» **TASK DIRECTIONS**: Look at each line of the listing. Copy those that hold the string "clothing".

[Start of Attachment]

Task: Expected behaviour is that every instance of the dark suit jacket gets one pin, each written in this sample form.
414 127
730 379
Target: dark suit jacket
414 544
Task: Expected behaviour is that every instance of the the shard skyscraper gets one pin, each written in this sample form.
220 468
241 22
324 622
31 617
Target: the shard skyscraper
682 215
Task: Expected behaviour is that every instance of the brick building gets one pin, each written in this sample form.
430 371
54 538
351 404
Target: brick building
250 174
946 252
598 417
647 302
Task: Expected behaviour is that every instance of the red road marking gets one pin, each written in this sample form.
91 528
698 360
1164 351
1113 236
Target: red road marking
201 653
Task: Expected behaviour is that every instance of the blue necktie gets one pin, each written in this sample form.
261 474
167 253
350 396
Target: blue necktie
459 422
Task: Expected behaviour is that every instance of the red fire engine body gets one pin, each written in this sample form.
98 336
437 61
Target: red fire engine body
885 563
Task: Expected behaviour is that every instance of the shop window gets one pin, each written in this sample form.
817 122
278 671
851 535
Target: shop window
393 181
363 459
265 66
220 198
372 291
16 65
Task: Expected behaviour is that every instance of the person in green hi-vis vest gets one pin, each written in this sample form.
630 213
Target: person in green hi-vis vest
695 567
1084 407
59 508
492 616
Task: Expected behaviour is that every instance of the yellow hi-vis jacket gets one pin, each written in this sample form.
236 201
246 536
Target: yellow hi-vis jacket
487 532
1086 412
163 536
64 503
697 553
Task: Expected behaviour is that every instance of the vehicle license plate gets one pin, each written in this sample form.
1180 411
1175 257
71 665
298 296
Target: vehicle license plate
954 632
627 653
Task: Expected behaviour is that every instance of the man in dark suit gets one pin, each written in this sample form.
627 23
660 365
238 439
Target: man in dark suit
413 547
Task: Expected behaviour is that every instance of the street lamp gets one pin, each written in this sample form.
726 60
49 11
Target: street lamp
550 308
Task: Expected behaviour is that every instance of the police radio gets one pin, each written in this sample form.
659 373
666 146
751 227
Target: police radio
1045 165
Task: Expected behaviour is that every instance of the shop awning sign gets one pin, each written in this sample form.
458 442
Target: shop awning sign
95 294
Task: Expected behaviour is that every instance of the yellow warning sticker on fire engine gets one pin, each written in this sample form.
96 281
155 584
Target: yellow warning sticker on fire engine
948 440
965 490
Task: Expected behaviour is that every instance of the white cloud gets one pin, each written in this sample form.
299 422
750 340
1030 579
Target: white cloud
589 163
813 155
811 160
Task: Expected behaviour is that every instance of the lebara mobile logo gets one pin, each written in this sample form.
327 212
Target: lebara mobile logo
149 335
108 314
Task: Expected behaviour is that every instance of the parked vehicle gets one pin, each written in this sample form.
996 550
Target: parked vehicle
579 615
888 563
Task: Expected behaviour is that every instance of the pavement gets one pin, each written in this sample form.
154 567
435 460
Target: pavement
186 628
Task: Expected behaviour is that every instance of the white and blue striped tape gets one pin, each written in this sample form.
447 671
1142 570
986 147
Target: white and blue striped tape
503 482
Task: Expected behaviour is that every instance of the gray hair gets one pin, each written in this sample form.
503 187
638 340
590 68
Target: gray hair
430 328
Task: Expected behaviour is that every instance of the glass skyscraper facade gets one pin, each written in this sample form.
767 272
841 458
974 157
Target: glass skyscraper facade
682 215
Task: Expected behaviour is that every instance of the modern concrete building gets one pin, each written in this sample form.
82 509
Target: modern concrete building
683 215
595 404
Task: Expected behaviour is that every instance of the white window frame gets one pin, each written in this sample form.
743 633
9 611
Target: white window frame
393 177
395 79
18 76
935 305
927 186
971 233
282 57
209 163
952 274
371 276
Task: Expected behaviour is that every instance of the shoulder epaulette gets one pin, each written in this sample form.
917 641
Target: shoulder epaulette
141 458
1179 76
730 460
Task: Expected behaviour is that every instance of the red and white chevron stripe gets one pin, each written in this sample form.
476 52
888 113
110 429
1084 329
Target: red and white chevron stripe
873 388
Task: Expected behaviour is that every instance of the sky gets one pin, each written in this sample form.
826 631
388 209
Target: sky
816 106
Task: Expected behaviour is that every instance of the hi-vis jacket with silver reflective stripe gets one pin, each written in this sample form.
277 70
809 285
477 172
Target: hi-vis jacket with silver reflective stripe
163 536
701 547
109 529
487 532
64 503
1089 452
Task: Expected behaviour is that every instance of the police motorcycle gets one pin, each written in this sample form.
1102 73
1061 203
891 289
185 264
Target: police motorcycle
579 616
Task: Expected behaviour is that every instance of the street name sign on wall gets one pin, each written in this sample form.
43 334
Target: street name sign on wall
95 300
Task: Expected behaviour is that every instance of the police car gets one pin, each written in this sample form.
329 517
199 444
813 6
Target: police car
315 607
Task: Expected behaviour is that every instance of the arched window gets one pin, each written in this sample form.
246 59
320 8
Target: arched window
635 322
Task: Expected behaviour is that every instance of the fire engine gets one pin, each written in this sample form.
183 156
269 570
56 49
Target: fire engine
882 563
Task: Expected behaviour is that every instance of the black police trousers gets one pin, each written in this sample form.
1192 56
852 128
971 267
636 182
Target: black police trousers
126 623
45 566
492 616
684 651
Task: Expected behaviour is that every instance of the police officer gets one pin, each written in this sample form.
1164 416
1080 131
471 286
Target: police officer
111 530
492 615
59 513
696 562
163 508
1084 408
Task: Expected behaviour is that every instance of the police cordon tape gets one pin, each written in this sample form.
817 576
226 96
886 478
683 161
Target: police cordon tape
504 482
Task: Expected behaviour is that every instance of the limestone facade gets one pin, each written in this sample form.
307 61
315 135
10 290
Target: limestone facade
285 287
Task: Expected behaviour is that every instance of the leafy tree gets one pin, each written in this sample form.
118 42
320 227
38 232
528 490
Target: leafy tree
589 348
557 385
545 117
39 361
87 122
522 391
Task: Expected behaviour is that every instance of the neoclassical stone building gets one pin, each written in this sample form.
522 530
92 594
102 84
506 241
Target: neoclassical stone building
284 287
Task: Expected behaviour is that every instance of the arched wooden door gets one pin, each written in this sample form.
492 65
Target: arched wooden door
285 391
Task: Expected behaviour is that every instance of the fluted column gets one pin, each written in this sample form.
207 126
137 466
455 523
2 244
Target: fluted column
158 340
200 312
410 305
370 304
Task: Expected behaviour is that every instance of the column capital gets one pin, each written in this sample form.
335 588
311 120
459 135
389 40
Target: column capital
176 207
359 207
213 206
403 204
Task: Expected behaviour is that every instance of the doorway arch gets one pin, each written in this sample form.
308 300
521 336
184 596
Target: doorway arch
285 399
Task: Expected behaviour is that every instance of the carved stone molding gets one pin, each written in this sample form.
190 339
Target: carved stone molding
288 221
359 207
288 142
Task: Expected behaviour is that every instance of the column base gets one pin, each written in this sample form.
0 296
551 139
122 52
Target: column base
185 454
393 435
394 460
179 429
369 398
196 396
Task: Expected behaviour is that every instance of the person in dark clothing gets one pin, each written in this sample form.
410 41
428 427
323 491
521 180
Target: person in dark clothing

[End of Attachment]

» **EXERCISE OUTPUT**:
Task: Expected behaviour is that every instance of the person in dark clothing gets one pin, each written in this sample form.
Target: person in dark clothing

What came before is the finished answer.